Region pointing data
++++

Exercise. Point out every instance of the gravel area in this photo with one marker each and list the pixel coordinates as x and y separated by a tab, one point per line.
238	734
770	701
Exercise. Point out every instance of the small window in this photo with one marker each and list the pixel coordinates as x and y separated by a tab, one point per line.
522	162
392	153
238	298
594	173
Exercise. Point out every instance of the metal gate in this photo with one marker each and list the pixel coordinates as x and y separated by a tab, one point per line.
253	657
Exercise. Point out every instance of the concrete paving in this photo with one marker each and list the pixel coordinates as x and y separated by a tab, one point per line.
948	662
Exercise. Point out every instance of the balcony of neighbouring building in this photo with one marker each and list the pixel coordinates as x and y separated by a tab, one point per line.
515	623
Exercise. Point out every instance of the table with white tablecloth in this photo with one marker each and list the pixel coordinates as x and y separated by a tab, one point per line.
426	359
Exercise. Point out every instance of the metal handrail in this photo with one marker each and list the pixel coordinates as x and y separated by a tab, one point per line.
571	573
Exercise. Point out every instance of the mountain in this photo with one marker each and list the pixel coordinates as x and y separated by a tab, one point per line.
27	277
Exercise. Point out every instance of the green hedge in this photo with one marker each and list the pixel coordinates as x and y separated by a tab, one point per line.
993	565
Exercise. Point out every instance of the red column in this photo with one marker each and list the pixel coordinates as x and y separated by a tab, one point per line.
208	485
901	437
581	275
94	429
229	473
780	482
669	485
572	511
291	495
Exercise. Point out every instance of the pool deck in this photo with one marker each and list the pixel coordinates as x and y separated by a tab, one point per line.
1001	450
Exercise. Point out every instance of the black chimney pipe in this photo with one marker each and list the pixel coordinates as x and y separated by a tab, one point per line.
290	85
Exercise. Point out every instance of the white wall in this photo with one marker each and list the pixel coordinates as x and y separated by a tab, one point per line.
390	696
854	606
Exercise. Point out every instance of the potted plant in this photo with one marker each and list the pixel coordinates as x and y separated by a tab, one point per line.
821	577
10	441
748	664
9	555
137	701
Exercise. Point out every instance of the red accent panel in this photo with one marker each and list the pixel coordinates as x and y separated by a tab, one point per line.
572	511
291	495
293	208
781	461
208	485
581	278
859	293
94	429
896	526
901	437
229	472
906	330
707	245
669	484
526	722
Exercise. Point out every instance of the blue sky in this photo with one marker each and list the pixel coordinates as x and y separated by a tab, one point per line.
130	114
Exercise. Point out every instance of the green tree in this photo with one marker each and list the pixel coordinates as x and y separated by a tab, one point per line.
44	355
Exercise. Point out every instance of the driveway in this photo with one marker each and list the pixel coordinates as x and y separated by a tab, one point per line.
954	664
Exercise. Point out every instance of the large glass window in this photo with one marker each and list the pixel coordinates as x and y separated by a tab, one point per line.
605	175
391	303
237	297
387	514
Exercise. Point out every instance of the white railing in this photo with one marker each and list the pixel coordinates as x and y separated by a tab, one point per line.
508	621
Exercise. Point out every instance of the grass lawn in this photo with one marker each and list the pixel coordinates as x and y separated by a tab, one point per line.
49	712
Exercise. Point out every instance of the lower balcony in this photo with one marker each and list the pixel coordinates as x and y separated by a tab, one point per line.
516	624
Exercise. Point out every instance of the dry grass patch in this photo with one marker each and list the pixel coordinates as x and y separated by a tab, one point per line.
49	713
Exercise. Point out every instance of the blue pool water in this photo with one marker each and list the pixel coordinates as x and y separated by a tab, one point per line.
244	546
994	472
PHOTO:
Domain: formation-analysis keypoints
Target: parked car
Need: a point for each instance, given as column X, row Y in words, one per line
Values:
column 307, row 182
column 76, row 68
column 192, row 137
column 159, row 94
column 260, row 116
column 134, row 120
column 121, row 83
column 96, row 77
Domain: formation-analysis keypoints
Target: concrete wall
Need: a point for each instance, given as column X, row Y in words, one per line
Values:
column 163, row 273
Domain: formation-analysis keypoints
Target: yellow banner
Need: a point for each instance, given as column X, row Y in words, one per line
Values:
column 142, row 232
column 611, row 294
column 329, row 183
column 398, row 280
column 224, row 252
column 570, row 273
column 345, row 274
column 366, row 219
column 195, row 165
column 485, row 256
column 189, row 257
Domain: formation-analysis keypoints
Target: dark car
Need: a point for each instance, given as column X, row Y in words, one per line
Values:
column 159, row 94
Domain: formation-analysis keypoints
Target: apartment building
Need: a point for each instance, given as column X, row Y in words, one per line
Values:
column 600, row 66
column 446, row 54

++++

**What is required:** What's needed is every entry, returned word for word.

**Response to the exercise:**
Exercise. Point out every instance of the gravel area in this photo with one marker each and list the pixel coordinates as x and y separated by a tab, one point per line.
238	734
770	701
Exercise. Point out every instance of the small window in this photo with one marker each and list the pixel coordinates as x and y separated by a tab, one point per line.
522	162
392	153
238	298
594	173
Exercise. Point out every instance of the metal gate in this photo with one marker each and list the pixel coordinates as x and y separated by a tab, one point per line.
253	657
Exercise. Point out every instance of the concrete paving in this photo with one marker each and list the pixel coordinates as x and y separated by a tab, one point per line.
948	662
Exercise. Point out every instance of the balcony of neighbouring building in this photo with one marker each and list the pixel coordinates as x and y separated by a tab, one point per line.
515	623
Exercise. Point out every instance of the table with white tablecloth in this photo with one marker each and list the pixel coordinates as x and y separated by a tab, one point per line.
426	359
Exercise. Point out every instance of the metal handrail in this photo with one marker each and list the pixel coordinates as x and y separated by a tab, one point per line.
571	573
Exercise. Point out every instance of the mountain in this photo with one marker each and list the pixel coordinates as x and y separated by a tab, one point per line.
27	277
Exercise. Point out every instance of the green hedge in this photo with one marker each and list the pixel coordinates as x and y separated by a tab, one point per line.
993	565
Exercise. Point out every instance of the red column in this photo with one marker each and list the pixel coordinates as x and y separated by a tab, one point per line.
208	485
901	437
581	275
94	429
229	473
780	482
669	485
572	511
291	495
Exercise. Point out every instance of the pool deck in this photo with one marker each and list the pixel coordinates as x and y separated by a tab, one point per line.
1001	450
Exercise. Point out every instance of the black chimney pipe in this photo with one marker each and list the pixel coordinates as x and y separated by a tab, one point per line.
290	85
Exercise. Point out every instance of the white wall in this photo with one marker each and list the pixel coordinates as x and y separated by a tab, one point per line.
390	696
854	606
Exercise. Point out every instance of the potted plant in this photo with one marker each and list the pixel coordinates as x and y separated by a tab, one point per line.
821	577
10	441
748	664
9	555
137	701
Exercise. Point out every instance of the red accent panel in this photo with one marker each and list the pixel coordinates as x and y separated by a tab, one point per line.
572	511
291	495
293	208
781	461
208	485
581	278
859	293
94	429
896	526
901	437
229	472
906	330
707	245
669	484
526	722
Exercise. Point out every instance of the blue sky in this photo with one marker each and list the pixel coordinates as x and y separated by a tab, one point per line.
130	114
Exercise. Point out every instance of the green tree in this photo with one marker each and list the pixel coordinates as x and y separated by a tab, one point per line.
44	355
Exercise. Point out every instance of the driveway in this photo with one marker each and list the pixel coordinates as x and y separated by a tab, one point per line.
954	664
Exercise. Point out every instance of the large glass window in this photo with one marker each and list the pixel coordinates as x and y separated by a tab, one point per line.
605	175
391	303
237	297
387	514
Exercise. Point out every instance of the white railing in this photo with one marker each and list the pixel coordinates as x and y separated by a tab, one point per line.
508	621
Exercise. Point out every instance of the grass lawn in this photo with one marker each and list the pixel coordinates as x and y separated by a tab, one point per line.
49	712
Exercise. Point out every instance of the lower balcony in this photo with one marker each and list the pixel coordinates as x and y separated by a tab, one point per line.
516	624
Exercise. Point out every instance of the dry grass patch in this photo with one marker each and list the pixel coordinates as x and y separated by a tab, one point per line.
49	713
Exercise. Point out every instance of the blue pool water in this photo with one marker each and list the pixel coordinates as x and y separated by a tab, one point per line.
244	546
994	472
PHOTO:
Domain: formation-analysis keypoints
Target: parked car
Need: a point for each instance, given as column X, row Y in words, one per line
Values:
column 307, row 182
column 76, row 68
column 192, row 137
column 159, row 94
column 260, row 116
column 134, row 120
column 121, row 83
column 96, row 77
Domain: formation-analysis keypoints
Target: concrete wall
Need: a point for each instance, given as column X, row Y in words, one per line
Values:
column 163, row 273
Domain: formation-analysis keypoints
Target: yellow banner
Need: a point for each instance, given as column X, row Y in words, one per line
Values:
column 142, row 232
column 611, row 294
column 329, row 183
column 398, row 280
column 224, row 252
column 570, row 273
column 345, row 274
column 366, row 219
column 195, row 165
column 485, row 256
column 189, row 257
Domain: formation-analysis keypoints
Target: dark car
Need: a point for each instance, given as column X, row Y in words, one per line
Values:
column 159, row 94
Domain: formation-analysis keypoints
Target: apartment building
Need: a point for each instance, given as column X, row Y in words, one per line
Values:
column 600, row 66
column 446, row 54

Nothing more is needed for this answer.